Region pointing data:
===============
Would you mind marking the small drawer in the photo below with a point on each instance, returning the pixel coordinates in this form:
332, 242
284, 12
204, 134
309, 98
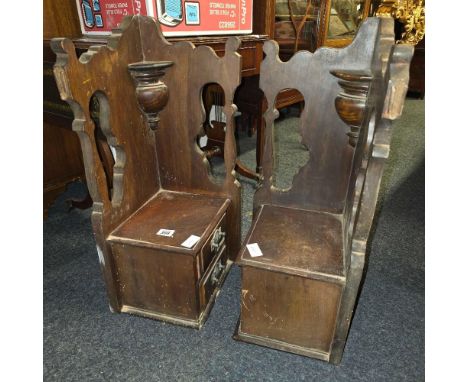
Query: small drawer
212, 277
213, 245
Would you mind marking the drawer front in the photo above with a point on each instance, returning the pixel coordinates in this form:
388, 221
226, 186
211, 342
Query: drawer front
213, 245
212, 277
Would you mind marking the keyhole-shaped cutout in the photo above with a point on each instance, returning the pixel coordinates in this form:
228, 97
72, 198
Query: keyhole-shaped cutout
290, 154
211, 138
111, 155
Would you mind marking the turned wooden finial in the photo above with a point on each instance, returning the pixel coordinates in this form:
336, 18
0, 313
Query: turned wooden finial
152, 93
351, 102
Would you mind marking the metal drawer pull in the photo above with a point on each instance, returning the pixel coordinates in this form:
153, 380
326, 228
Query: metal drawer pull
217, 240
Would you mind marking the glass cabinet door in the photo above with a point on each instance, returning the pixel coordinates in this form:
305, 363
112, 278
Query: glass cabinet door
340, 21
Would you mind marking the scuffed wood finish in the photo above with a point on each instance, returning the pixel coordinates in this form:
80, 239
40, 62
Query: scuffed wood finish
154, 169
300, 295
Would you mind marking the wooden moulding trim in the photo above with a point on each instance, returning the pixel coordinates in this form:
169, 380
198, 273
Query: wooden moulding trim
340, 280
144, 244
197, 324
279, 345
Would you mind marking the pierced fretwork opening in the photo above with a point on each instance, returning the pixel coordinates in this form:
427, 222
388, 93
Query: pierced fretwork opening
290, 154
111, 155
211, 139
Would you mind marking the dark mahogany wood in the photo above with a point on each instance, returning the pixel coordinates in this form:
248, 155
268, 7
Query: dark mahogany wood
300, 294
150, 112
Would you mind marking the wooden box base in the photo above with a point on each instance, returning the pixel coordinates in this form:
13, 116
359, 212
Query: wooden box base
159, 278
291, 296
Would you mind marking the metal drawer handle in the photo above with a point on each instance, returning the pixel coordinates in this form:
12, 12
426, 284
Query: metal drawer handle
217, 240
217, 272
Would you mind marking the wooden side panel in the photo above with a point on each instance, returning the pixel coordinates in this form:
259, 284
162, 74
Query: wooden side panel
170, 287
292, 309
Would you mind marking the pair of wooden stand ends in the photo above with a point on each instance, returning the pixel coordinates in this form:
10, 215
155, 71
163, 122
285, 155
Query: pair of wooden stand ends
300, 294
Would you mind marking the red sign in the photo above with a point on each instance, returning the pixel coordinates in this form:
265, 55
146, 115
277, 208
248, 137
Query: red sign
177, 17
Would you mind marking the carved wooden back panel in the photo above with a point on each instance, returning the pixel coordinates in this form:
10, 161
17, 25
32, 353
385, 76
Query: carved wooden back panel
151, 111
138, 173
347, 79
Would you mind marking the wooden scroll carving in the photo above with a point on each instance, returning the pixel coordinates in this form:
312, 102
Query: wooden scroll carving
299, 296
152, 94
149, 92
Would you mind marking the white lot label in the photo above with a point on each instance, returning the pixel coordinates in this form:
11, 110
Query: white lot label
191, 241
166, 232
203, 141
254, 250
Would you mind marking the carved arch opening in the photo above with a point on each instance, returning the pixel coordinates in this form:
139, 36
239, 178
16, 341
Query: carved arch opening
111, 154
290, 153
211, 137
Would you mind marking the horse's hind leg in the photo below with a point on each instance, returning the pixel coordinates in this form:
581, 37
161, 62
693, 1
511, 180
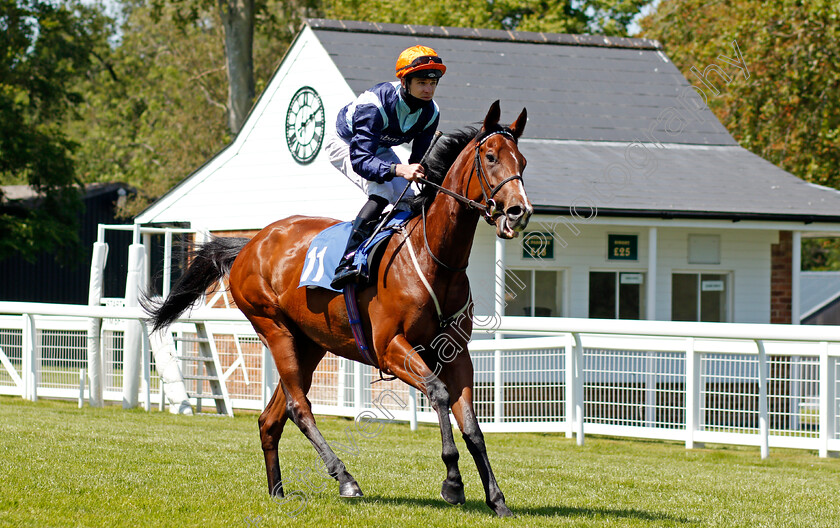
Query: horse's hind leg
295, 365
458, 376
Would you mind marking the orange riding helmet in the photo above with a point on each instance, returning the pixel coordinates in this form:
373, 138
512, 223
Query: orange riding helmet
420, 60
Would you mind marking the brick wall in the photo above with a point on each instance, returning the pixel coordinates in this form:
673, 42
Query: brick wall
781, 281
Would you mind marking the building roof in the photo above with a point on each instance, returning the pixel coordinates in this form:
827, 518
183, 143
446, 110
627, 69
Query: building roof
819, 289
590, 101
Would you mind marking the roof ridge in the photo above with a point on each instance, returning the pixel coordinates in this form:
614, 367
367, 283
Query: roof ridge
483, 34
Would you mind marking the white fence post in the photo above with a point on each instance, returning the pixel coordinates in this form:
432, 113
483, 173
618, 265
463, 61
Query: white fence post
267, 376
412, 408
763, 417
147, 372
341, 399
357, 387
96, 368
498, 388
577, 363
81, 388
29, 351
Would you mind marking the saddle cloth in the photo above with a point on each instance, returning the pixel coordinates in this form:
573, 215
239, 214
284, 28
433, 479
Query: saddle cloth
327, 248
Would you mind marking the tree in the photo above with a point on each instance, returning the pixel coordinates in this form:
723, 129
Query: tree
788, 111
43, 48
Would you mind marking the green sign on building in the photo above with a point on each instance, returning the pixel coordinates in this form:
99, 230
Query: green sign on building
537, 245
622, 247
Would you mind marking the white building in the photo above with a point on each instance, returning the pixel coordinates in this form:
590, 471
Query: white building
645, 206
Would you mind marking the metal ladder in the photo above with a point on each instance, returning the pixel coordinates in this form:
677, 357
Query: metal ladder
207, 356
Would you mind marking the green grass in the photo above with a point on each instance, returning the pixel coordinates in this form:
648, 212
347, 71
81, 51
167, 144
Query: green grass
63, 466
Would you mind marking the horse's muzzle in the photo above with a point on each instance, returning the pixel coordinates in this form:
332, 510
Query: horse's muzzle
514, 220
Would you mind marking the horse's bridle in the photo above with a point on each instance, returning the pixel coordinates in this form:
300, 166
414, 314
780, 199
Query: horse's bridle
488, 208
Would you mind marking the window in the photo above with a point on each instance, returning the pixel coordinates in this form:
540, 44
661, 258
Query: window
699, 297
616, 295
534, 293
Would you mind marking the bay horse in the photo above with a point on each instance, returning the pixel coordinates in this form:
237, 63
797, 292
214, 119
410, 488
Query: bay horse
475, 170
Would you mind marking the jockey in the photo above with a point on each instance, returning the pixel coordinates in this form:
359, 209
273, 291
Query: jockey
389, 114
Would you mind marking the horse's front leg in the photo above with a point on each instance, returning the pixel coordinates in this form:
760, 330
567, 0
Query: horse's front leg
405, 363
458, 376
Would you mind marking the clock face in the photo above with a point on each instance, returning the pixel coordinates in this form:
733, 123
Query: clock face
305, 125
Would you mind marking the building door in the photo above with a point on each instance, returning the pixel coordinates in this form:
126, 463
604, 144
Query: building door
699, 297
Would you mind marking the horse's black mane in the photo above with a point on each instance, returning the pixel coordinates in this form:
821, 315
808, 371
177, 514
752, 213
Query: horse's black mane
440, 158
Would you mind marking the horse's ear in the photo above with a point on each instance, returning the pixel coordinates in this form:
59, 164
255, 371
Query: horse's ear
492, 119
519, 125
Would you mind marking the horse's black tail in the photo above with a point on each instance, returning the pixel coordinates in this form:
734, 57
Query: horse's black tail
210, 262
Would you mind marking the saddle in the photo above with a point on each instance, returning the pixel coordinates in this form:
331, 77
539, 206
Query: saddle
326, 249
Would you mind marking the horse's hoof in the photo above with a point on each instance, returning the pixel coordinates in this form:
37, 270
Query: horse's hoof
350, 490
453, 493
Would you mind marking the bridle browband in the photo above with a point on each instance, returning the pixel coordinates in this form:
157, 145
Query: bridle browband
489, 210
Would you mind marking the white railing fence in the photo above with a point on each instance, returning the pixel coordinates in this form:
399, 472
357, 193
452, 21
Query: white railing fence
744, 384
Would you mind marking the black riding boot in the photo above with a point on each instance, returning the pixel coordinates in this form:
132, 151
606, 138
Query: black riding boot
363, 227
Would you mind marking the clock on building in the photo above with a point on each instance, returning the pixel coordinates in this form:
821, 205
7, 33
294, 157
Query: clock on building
===============
Without including any pictures, output each entry above exactly as it appears.

**Solved problem:**
Would you mind marking the small drawer in the photo below with a point on each instance, returning the pixel coordinates in this form:
332, 242
284, 12
204, 134
309, 98
Query: small drawer
212, 277
213, 245
Would you mind marking the drawer front in the photo above with a point on each instance, returning the pixel coordinates in this form:
388, 221
226, 186
211, 342
Query: drawer front
213, 245
212, 277
Would you mind marking the keyhole-shaped cutout in the photo above with a point on each instance, returning the pixel coordinates in this form:
228, 97
72, 198
Query: keyhole-shaped cutout
290, 154
211, 138
111, 155
Would you mind marking the turned wooden finial in the photo above with a point on each instance, returning the pixel coordinates in this form:
336, 18
0, 313
Query: turned wooden finial
152, 93
351, 102
Would you mind marking the metal drawer pull in the photo above with a point on each instance, returning the pixel coordinates in this form:
153, 380
326, 228
Query: metal drawer pull
217, 240
Would you mind marking the glass cabinet door in the photo above with a point on each instance, returning the pixel coordinates in this form:
305, 363
112, 278
Query: glass cabinet door
340, 21
Would you mind marking the scuffed wood finish in the photo above with a point on each instance, returning the pixel coordinates in this form:
80, 239
40, 62
Query: scuffed wood finish
154, 169
300, 295
Would you mind marking the wooden moulding trim in the photo above with a point on each instance, returning the pixel coordinates in this form:
169, 380
198, 273
Query: wooden moulding trim
340, 280
144, 244
197, 324
279, 345
Would you mind marking the pierced fretwork opening in the photo above with a point on each instance, returning the pixel coordinates in this form:
427, 222
388, 93
Query: pierced fretwork opening
290, 154
111, 155
211, 139
Would you mind marking the dark mahogany wood in the photo above with a point on each instance, returning the pixel coordinates in this form:
248, 155
268, 7
Query: dark mahogany wood
300, 294
150, 112
Would you mind marking the wooden box base in the photo above with a point on each instance, returning the pixel coordinates in this form:
13, 116
359, 212
Query: wooden box base
159, 278
291, 296
Would you mind marking the metal drawer handle in the photo above with a point on each instance, returning the pixel coordinates in this form:
12, 12
426, 284
Query: metal drawer handle
217, 240
217, 272
Would you mind marking the wooden side panel in the photo above with a point on each instance, returning the pixel coordinates in this form:
259, 284
162, 74
Query: wooden side panel
170, 287
292, 309
Would you mind marking the pair of wooden stand ends in the photo above with a point on each instance, returning the pixel coordinates in this form:
10, 215
155, 71
163, 122
285, 155
Query: pair of wooden stand ends
300, 294
Would you mind marking the red sign in the photo above with a point on each instance, returning the pixel coordinates in this form:
265, 55
146, 115
277, 208
248, 137
Query: red sign
177, 17
Would you mind marking the carved wooden back panel in the photo above with a point on each instance, returning the pixel coordinates in this form:
10, 161
17, 25
32, 353
385, 76
Query: carved wooden back panel
151, 111
138, 173
347, 79
Would you mind marking the wooden scroll carving in the photo above with a point on each instance, returning the pixel coordinates in this form:
312, 102
Query: wooden scroll carving
299, 296
152, 94
149, 92
Would you mind marking the white lot label in the photo above with a point on each instance, returning the pixel coordinates in this form:
11, 110
Query: white lot label
191, 241
166, 232
203, 141
254, 250
Would you mind marking the carved arch opening in the photo above with a point on each instance, returning the pixel coordinates in this form:
139, 36
239, 178
16, 341
Query: carved arch opening
111, 154
290, 153
211, 137
Would you mind marking the horse's hind leg in the photo below with a point on each instance, returning the pixel coordinates in this form:
581, 37
161, 62
693, 1
511, 180
Query: horse's hind leg
295, 365
458, 376
Would you mind marking the orange riding helmet in the photo above with a point on each instance, returning the pixel coordinates in this form:
373, 138
512, 223
Query: orange riding helmet
420, 60
Would you mind marking the brick wall in the photo above with a point on each instance, returning the pixel coordinates in this form:
673, 42
Query: brick wall
781, 281
Would you mind marking the building roof in the photo above with a point on each instance, returning the pixel coordinates in this form:
827, 518
183, 143
446, 110
627, 69
Query: building roof
819, 289
590, 101
Would you mind marking the roof ridge in the photo above with a point on each instance, returning the pixel coordinates in this form:
614, 367
367, 283
Query: roof ridge
483, 34
Would you mind marking the white fence post in the photo above with a point on each instance, returning the pixel coordinates in this form:
432, 113
483, 173
618, 265
463, 61
Query: white fence post
267, 376
412, 408
763, 417
147, 372
341, 399
357, 387
96, 368
498, 388
577, 363
81, 388
29, 351
Would you mind marking the saddle cloth in the photo above with a point on each instance, returning the pixel coordinates in this form:
573, 215
239, 214
284, 28
433, 479
Query: saddle cloth
327, 248
Would you mind marking the tree in the photo above with a point on each instance, returning the pixel coordinates in this form:
723, 129
Query: tree
788, 111
43, 48
Would you mind marking the green sign on building in the photo above with a point on each instance, returning the pixel coordinates in this form:
99, 230
Query: green sign on building
537, 245
622, 247
Would you mind marking the white building in the photo above with a point on each instance, returning the pixel coordinates in this form:
590, 471
Query: white building
645, 206
Would you mind marking the metal ladder in the photo above with a point on each instance, returning the pixel coordinates in this form:
677, 357
Query: metal ladder
207, 356
Would you mind marking the green grass in the photo above with a point on each instance, returning the pixel coordinates in this form:
648, 212
347, 71
81, 51
167, 144
Query: green grass
63, 466
Would you mind marking the horse's muzzle in the photo above with a point on each instance, returning the pixel coordinates in this form:
332, 510
Query: horse's muzzle
514, 220
Would you mind marking the horse's bridle in the photo above with a point on each instance, returning the pixel coordinates in this form:
300, 166
414, 314
780, 199
Query: horse's bridle
488, 208
Would you mind marking the window in the photo above with a point on each instance, returning the pixel coordinates in this form:
540, 44
661, 258
Query: window
699, 297
616, 295
534, 293
Would you mind marking the bay horse in the photo above with a point on each instance, returning the pixel coordinates in this form:
237, 63
797, 292
214, 119
410, 488
Query: bay horse
475, 170
Would you mind marking the jockey in the photo above with a point on each instance, returning the pixel coordinates in this form:
359, 209
273, 291
Query: jockey
389, 114
Would you mind marking the horse's front leg in the photo above with a point on each instance, returning the pixel coordinates in this form:
760, 330
567, 0
Query: horse's front leg
405, 363
458, 376
Would you mind marking the clock face in the photo above with a point on each instance, returning the pixel coordinates in this form:
733, 123
Query: clock face
305, 125
Would you mind marking the building door in the photo above with a point on each instance, returning the pixel coordinates in this form:
126, 463
604, 144
Query: building door
699, 297
Would you mind marking the horse's black mane in the photo above with a point on each instance, returning the pixel coordinates in this form:
821, 315
808, 371
177, 514
752, 213
Query: horse's black mane
440, 158
Would you mind marking the horse's ear in the photo above with a point on each instance, returning the pixel coordinates in this form:
59, 164
255, 371
Query: horse's ear
492, 119
519, 125
Would you mind marking the horse's black tail in the photo above with a point on each instance, returning the pixel coordinates in this form:
734, 57
Query: horse's black tail
210, 262
Would you mind marking the saddle in the photo above with a point on each instance, returning the pixel coordinates in this form:
331, 77
539, 206
Query: saddle
326, 249
Would you mind marking the horse's hoof in the photo above with a point on each instance, returning the pixel coordinates in this form:
37, 270
Query: horse's hoof
350, 490
453, 493
Would you mind marking the bridle browband in the photo above with a point on each instance, returning the pixel coordinates in this form:
157, 145
Query: bridle browband
489, 210
Would you mind marking the white railing fence in the photo above with a point on each instance, returning the pixel coordinates in this form:
399, 472
357, 193
452, 21
Query: white railing fence
744, 384
Would you mind marking the black riding boot in the photo above with a point on each instance, returning the pixel coordinates in this form:
132, 151
606, 138
Query: black riding boot
363, 227
Would you mind marking the clock on building in the photo above with a point on each instance, returning the pixel coordinates in this form:
821, 205
7, 33
294, 157
Query: clock on building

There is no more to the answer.